------ Source text ------
The spectacle of hell in Augustine

Modern critics of Christianity have repeatedly drawn attention to the recurring trope of the blessed watching the damned being tortured in hell. It appears most forcefully in the famous passage from Tertullian’s De spectaculis that was quoted by both Gibbon and Nietzsche, as well as in later theologians like Bonaventure and Aquinas (who didn’t have the excuse of being persecuted).

This theme appears to be mostly absent in City of God, where Augustine nonetheless insists on the reality and the appropriateness of eternal damnation for the majority of human beings. There is a strange element of his treatment of eternal punishment in Book XXI, however, in that he responds to critics who don’t believe that a physical body could endure endless suffering by pointing to all the many natural wonders he had experienced or heard of. He mentions the salamander, which supposely lived in fire, as well as more obscure examples such as the imperishability of cooked peacock flesh (something McDonald’s should look into). There’s even a passage in which he anticipates the Insane Clown Posse’s immortal line: “Fuckin’ magnets, how do they work?” The ostensible message is clear — if God can do all this amazing stuff, how can you doubt that he could make a body that was able to endure eternal torture? Yet the subtext is disturbing: by insistently associating eternal torture with all these cool things, he is implicitly counting it among God’s marvellous wonders.

Hence the theme of enjoyment of and fascination with the tortures of the damned appears even here, in submerged form.

The difficulty of reading Augustine

Augustine is a difficult writer, and City of God is one of his most difficult works. The problem, it seems to me, is not that of following his arguments on a line-by-line level, or not primarily. Rather, the problem is figuring out why he is even talking about this topic in the first place. (I suppose we could just dismiss him as a sloppy thinker, etc., but those explanations are never very interesting or compelling to me.)
------
Given problem 1
Please pick out every line of the records that contains the word "reading", and treat uppercase and lowercase as different.
The essay on Augustine and the records come from unrelated sources.
------ Input rows ------
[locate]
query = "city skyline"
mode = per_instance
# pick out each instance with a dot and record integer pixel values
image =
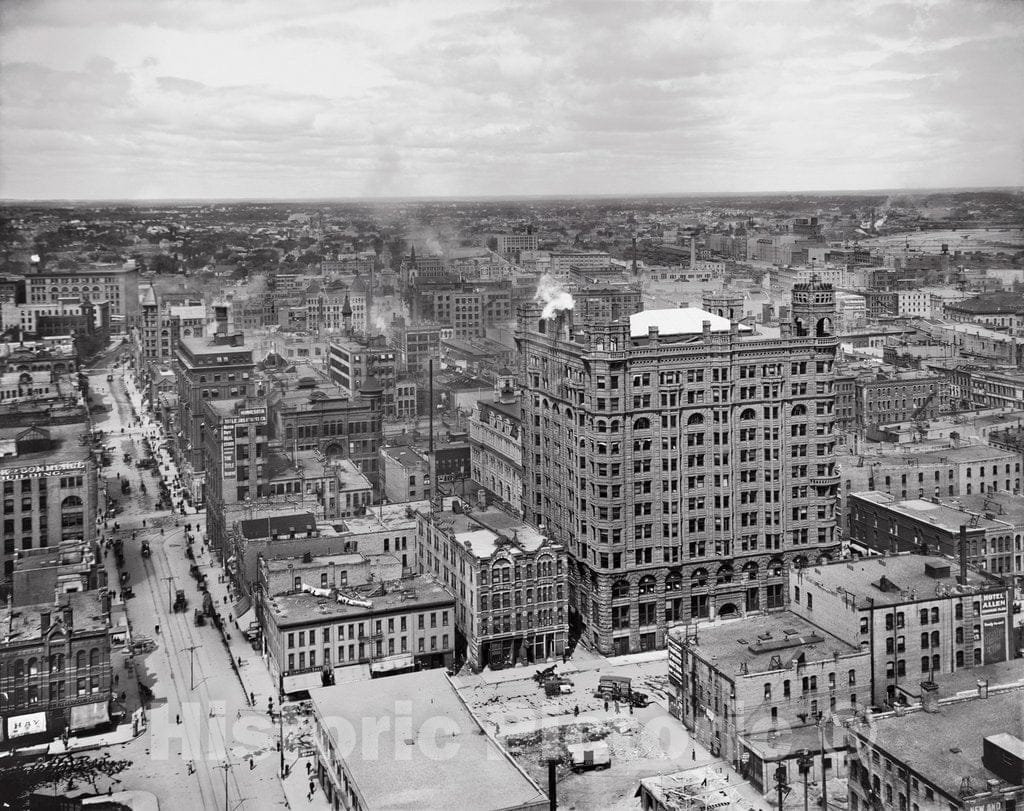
(217, 101)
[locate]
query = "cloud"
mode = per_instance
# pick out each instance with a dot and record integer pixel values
(488, 97)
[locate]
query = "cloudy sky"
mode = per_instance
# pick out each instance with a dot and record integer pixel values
(341, 98)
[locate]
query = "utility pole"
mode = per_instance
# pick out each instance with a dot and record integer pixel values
(225, 767)
(170, 602)
(192, 667)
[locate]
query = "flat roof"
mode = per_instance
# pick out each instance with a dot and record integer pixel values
(905, 572)
(941, 515)
(946, 747)
(483, 530)
(1003, 506)
(757, 640)
(444, 757)
(972, 453)
(303, 608)
(382, 517)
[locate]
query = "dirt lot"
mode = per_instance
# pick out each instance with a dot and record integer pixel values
(646, 742)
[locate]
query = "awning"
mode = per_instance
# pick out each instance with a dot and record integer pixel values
(241, 606)
(89, 716)
(392, 664)
(303, 681)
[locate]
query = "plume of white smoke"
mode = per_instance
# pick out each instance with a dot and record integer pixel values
(554, 297)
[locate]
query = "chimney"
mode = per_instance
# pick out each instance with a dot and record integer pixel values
(963, 555)
(930, 696)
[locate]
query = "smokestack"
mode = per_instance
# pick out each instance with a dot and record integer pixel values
(963, 555)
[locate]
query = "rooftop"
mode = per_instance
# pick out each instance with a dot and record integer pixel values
(483, 531)
(66, 445)
(430, 776)
(1003, 506)
(383, 517)
(23, 623)
(280, 523)
(940, 515)
(904, 578)
(758, 640)
(678, 321)
(404, 456)
(946, 747)
(303, 608)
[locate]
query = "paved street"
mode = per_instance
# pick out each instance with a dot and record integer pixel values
(189, 670)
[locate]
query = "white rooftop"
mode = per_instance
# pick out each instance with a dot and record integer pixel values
(678, 321)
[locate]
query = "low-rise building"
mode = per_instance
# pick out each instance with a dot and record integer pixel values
(957, 755)
(384, 627)
(49, 489)
(881, 524)
(445, 757)
(510, 582)
(54, 668)
(915, 613)
(735, 683)
(496, 447)
(404, 474)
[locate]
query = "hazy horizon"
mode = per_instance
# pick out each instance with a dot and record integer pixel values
(494, 99)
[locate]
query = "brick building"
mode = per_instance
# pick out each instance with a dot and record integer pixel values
(660, 449)
(509, 582)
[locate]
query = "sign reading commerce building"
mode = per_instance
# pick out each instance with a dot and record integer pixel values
(40, 471)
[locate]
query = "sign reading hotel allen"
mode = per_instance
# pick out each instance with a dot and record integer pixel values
(40, 471)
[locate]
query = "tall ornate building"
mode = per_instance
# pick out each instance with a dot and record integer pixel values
(683, 459)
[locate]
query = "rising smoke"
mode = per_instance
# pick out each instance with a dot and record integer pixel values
(554, 297)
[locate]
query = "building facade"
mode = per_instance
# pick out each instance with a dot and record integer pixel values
(55, 672)
(659, 450)
(509, 582)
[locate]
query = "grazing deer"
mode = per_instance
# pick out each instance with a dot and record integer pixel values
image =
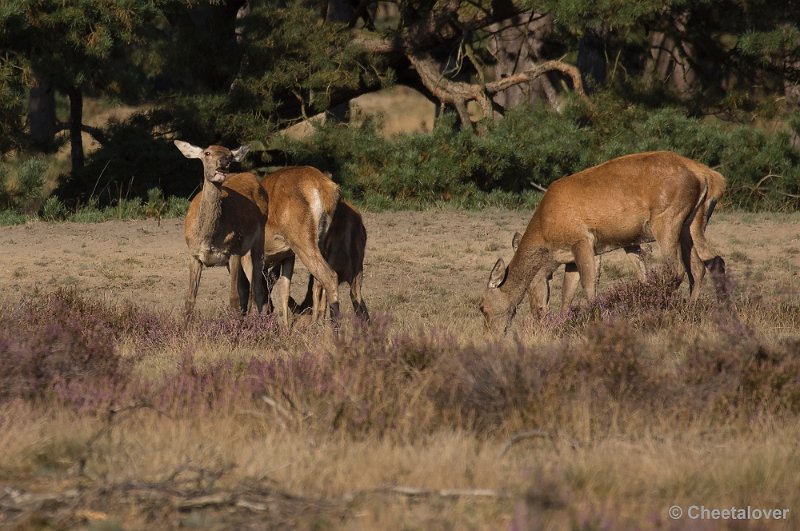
(624, 202)
(343, 248)
(225, 220)
(302, 201)
(540, 293)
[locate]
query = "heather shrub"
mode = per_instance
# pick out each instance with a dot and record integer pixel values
(742, 377)
(52, 347)
(644, 306)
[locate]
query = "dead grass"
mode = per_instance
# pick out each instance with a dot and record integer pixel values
(625, 413)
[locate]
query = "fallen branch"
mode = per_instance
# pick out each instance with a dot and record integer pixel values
(522, 436)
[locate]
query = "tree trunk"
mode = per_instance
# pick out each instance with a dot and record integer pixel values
(339, 11)
(41, 115)
(75, 130)
(671, 59)
(516, 44)
(592, 60)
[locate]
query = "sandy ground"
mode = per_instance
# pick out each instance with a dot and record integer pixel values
(424, 267)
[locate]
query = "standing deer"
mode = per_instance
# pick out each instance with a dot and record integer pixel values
(225, 220)
(343, 248)
(302, 202)
(624, 202)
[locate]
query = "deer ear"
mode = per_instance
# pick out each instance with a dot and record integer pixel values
(240, 152)
(189, 151)
(498, 274)
(515, 241)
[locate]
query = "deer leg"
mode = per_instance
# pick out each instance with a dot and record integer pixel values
------
Given problem 2
Continue the essay on Augustine from the point where it stops.

Task result 1
query = "sign reading commerce building"
query = "sign reading hotel allen"

Task result 2
Nearly every book of City of God seems to be taken up with extraneous material and never get around to its main point — yet clearly Augustine believes that he’s getting at his main point. If you want to get at what’s distinctive in Augustine’s thought, you need to be able to get a sense for the unstated superstructure that is directing his inquiry — you need to develop a scent for the often unstated questions to which his arguments are an answer.

I’m tempted to draw a parallel with Dogopolski’s understanding of the task of Talmudic analysis, which is not to arrive at an answer but first of all to reawaken the disagreement that motivates the text.

On “political will”

One often hears complaints about a lack of “political will.” We know we need to rein in carbon emissions, for instance, yet so far the “political will” to do so has not emerged. We know we need to regulate the banks more closely, but again, we seem unable to muster the “political will.” One suspects that neuroscientists should focus their efforts on identifying the mechanism underlying “political will,” with the goal of producing a pill that politicians could take in order to summon it up — then all our problems would be solved.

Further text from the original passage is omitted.